## Task requirements
Write out every line of the material as it stands, apart from the pictures.

## Supplied material
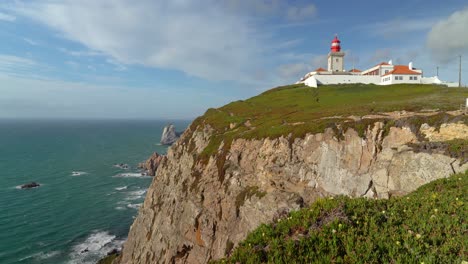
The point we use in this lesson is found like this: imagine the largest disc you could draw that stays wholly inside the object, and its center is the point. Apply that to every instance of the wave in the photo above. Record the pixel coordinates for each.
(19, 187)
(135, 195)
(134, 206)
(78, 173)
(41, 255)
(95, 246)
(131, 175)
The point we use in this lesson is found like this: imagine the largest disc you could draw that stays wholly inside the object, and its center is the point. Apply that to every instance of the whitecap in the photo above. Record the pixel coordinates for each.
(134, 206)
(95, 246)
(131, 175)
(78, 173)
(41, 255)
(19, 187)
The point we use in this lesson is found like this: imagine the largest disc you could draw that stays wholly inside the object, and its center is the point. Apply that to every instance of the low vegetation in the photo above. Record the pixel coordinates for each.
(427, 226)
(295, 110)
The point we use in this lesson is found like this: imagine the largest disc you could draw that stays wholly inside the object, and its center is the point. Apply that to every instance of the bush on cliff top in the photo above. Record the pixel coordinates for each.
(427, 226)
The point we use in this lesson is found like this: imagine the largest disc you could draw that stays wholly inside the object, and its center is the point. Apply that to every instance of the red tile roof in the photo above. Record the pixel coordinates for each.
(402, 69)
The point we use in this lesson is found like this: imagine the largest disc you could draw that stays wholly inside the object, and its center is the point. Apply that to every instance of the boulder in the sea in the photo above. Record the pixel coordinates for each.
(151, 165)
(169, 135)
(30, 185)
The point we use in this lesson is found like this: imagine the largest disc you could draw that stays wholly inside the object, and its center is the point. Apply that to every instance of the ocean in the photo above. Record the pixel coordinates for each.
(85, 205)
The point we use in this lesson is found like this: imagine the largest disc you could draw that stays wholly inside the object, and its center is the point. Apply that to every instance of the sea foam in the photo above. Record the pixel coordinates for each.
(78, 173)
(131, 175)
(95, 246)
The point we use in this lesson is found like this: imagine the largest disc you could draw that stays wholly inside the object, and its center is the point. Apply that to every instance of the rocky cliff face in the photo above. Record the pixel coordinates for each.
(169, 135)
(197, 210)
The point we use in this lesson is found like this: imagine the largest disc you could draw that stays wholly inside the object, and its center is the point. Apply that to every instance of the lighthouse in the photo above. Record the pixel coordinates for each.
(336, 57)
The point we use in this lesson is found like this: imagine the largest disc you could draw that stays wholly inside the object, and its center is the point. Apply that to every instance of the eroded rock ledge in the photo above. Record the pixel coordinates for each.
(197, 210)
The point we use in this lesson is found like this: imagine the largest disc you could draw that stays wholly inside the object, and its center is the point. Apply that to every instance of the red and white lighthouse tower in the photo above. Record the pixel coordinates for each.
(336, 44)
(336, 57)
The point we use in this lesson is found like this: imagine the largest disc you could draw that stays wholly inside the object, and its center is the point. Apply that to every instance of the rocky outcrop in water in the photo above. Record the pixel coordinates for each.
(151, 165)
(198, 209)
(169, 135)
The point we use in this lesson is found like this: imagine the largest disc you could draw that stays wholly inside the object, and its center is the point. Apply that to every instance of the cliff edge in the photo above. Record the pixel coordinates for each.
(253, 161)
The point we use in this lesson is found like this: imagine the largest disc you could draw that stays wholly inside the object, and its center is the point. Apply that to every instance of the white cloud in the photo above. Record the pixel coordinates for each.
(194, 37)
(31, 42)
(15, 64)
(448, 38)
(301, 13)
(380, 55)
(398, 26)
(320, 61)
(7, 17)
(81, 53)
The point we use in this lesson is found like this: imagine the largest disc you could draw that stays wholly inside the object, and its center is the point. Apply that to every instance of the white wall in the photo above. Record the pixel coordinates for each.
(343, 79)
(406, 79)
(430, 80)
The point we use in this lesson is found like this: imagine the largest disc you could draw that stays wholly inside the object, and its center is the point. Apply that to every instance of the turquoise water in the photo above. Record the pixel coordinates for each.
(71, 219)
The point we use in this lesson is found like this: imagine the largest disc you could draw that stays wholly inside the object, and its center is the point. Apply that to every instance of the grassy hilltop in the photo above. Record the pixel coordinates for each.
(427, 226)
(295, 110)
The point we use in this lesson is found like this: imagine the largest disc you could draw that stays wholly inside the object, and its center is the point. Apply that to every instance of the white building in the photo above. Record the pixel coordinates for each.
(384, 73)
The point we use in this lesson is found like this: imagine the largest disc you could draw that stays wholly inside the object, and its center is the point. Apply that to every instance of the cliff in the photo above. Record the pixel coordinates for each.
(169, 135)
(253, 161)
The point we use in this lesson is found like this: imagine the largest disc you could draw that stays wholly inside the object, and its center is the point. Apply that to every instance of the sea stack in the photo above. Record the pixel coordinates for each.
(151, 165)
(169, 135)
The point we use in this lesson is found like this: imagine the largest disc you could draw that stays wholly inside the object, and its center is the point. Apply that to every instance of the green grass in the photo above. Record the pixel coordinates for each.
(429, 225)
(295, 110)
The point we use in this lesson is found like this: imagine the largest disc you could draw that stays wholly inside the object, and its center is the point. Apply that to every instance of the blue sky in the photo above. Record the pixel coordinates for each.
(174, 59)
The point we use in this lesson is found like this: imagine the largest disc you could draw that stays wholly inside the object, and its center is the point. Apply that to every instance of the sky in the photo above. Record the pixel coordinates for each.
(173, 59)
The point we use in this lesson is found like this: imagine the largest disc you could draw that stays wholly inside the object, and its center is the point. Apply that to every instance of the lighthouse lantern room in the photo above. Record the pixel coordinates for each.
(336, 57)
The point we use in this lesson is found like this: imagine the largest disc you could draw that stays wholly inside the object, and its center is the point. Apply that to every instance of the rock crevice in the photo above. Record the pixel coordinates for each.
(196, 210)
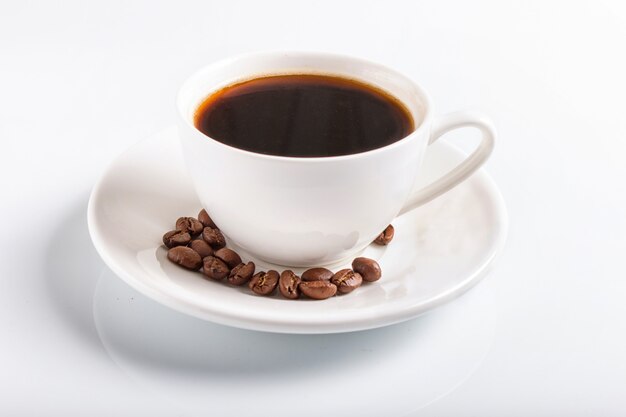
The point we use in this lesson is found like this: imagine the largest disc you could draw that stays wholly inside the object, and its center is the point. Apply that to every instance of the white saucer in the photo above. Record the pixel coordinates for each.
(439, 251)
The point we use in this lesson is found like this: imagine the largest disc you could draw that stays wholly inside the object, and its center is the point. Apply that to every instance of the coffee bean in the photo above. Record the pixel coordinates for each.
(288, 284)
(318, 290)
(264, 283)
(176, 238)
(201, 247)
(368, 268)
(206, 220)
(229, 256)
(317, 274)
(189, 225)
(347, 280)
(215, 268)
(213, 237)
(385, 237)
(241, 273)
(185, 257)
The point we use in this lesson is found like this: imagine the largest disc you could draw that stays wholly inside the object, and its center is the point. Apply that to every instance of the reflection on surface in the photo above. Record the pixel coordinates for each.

## Solution to the problem
The point we use in this lesson is found like this: imagine the largest disc you could draw that stays wholly inside the object, and its center is the point. Apply that to every instance of the wave in the photo above. Record the pixel coordinates for each.
(19, 187)
(135, 195)
(134, 206)
(78, 173)
(41, 255)
(95, 246)
(131, 175)
The point we use in this lesson is found like this: imagine the largest disc you could draw that stays wholly inside the object, and its center is the point. Apply that to every instance of the whitecap in the photo above. Record the pixel coordinates for each.
(134, 206)
(95, 246)
(131, 175)
(78, 173)
(41, 255)
(19, 187)
The point we use in this lesson is found like this: imagine the largest disc you could draw that stays wholly inside the object, and its center is the point. Apply that to every instance of the low vegetation in the photo above. Record the pixel coordinates for each.
(427, 226)
(295, 110)
The point we use in this lesson is found like this: imagine the largest disc you could draw that stays wholly inside the object, and its center is the point. Apply that to every instance of the bush on cliff top in the photo above. Record the pixel coordinates for each.
(427, 226)
The point we use in this lesson is found like this: imagine the largest disc you could draw that stays wholly inside the object, and its center is the point. Apply that to every instance of the red tile roof in the photo above. Record the pixel coordinates for each.
(402, 69)
The point we use in this lesson is found like this: imagine the largest disc you could draw that stays wholly inside the object, and its center is the point. Apply that to every instance of the boulder in the sea in the photo above. Record the pixel coordinates for each.
(151, 165)
(169, 135)
(30, 185)
The point we use in this lesson is found like this: imagine the largest disc you could draw that stays wholly inside the object, and its center is the point. Apply that to every instance of the ocean in the photo above. Record the pixel coordinates for each.
(85, 205)
The point we use in this lesson is found like this: imagine the largest disc you could draw that stays wholly inside the object, and its center is the point. Apply that to every instance of the sea foam in the photo above. Record the pixel coordinates for each.
(78, 173)
(131, 175)
(95, 246)
The point we use in this lesson is found like this: imagine the largest disc you could draw that stays wholly inside the object, and its center is the point. Apply that to every instance of the rocky cliff face in the photo above. Record the pixel coordinates for each.
(169, 135)
(197, 210)
The point we use in this lesson is found like this: imagine the largest disc you could draw that stays wholly inside the object, and its center is the point. Apply that to every instance of the lighthouse in the photo above. Record the pixel coordinates for each.
(336, 57)
The point we use in this lesson is found like this: imagine the largest disc you could draw that stays wholly inside the object, and its center is the point. Apply that to every instance of the eroded rock ledge in the photo above. Record the pixel coordinates for each.
(197, 210)
The point we use in this lesson is found like this: imagine the largest disc you could draw that stays wholly inside the object, and its center is the point. Apply that to every instance of the red and white lighthouse tower in the photo above. Record the pixel coordinates for each.
(336, 44)
(336, 57)
The point we use in this lesson is found like this: imagine the largest disc you could draw that stays wholly inside the object, and its center is the point. Apply that to every instance of the rocky outcrop in water in the photo above. Record the pixel coordinates for each.
(151, 165)
(198, 209)
(169, 135)
The point we use in this lesson is found like this: imagine the largest disc you could draw that stays wholly inside the object, and its center is the point. Apply that to every instance of the cliff edge in the photo above. Record the pixel coordinates for each.
(253, 161)
The point we use in this lesson is found like this: imagine the largest disc you could draw that stays wholly inside the object, and its center is the point. Apply that to every instance of the white cloud in the photo above. Record the pixel coordinates for each.
(194, 37)
(31, 42)
(15, 64)
(448, 38)
(301, 13)
(380, 55)
(398, 26)
(320, 61)
(7, 17)
(81, 53)
The point we use in this lesson is found like this: imagine the largest disc you could draw that stays wholly inside the object, and its center is the point. Apply that to every instance of the white wall in the photo above. Record the pixel coordinates for each.
(343, 79)
(406, 79)
(430, 80)
The point we use in this lesson is found like this: imagine the largest disc you could draw that stays wholly inside the object, and its center is the point. Apply that to every instance of the turquoise water in the photo above. Record the pixel coordinates for each.
(71, 219)
The point we use in this lesson is found like this: imagine the largest disc you could draw that stays wholly inside the object, and its center is the point. Apply that to every instance of the grassy hilltop in the photo above. Record the pixel coordinates for each.
(427, 226)
(295, 110)
The point we use in this lesson is found like this: imagine the largest disc you could draw that stays wholly inside the object, and its center is the point. Apply that to every instance of the white building in the photo above. Record the pixel coordinates for each.
(384, 73)
The point we use in this lesson is found like this: imagine the largest disc you could draw that stays wholly inside the object, and its center is the point. Apply that to every instance of the cliff in the photo above. Record the pixel coordinates for each.
(169, 135)
(253, 161)
The point we use in this lesson is found like this: imagine the largest disc you could draw that stays wholly inside the object, and its center is the point. Apply that to every instance of the sea stack in the photo above. Record the pixel coordinates for each.
(151, 165)
(169, 135)
The point we use in this lesson is found like this: imagine the largest disc you could draw that stays wholly inside the object, and its center is the point. Apply that to every instance of the green grass in the photo above. Record the pixel coordinates for each.
(429, 225)
(295, 110)
The point we use in this lesson is found like this: imagine the largest disc you could draw that stays wholly inside the object, and its center is the point. Apply that to every instance of the blue sky in the photo above. Record the pixel coordinates for each.
(174, 59)
The point we use in this lesson is found like this: imagine the largest disc you could draw that stays wholly inside the object, and its center is the point. Apply that to every instance of the sky in the photo above. Record the pixel coordinates for each.
(173, 59)
The point we use in this lesson is found like this: imagine the largest disc you could draw that stays wholly inside the object, and its center is the point. Apply that to every instance of the lighthouse lantern room in the photo above. Record the pixel coordinates for each.
(336, 57)
The point we use in this lesson is found like this: imagine the largest disc you could draw that stays wholly inside the object, and its center is the point. Apply that to every instance of the rock crevice in the photo above. Record the pixel coordinates for each.
(196, 210)
The point we use in this lesson is found like this: imagine the largest disc you could draw that stays wholly inside the object, and its center is the point. Apply that to every instance of the white saucer in the photo above. Record the pixel coordinates for each.
(439, 251)
The point we use in this lesson is found like this: imagine the largest disc you could draw that stays wholly inside the object, and its center is the point. Apply that to every instance of the coffee bean in the photo above. Record the pixel coordinates for each.
(288, 284)
(318, 290)
(264, 283)
(176, 238)
(201, 247)
(368, 268)
(206, 220)
(229, 256)
(317, 274)
(189, 225)
(347, 280)
(215, 268)
(213, 237)
(385, 237)
(241, 273)
(185, 257)
The point we use in this lesson is found like this: imagine the largest disc you could draw that stays wholly inside the object, and its center is the point. Apply that to every instance of the reflection on surface in the photo above. Record the pixel coordinates for each.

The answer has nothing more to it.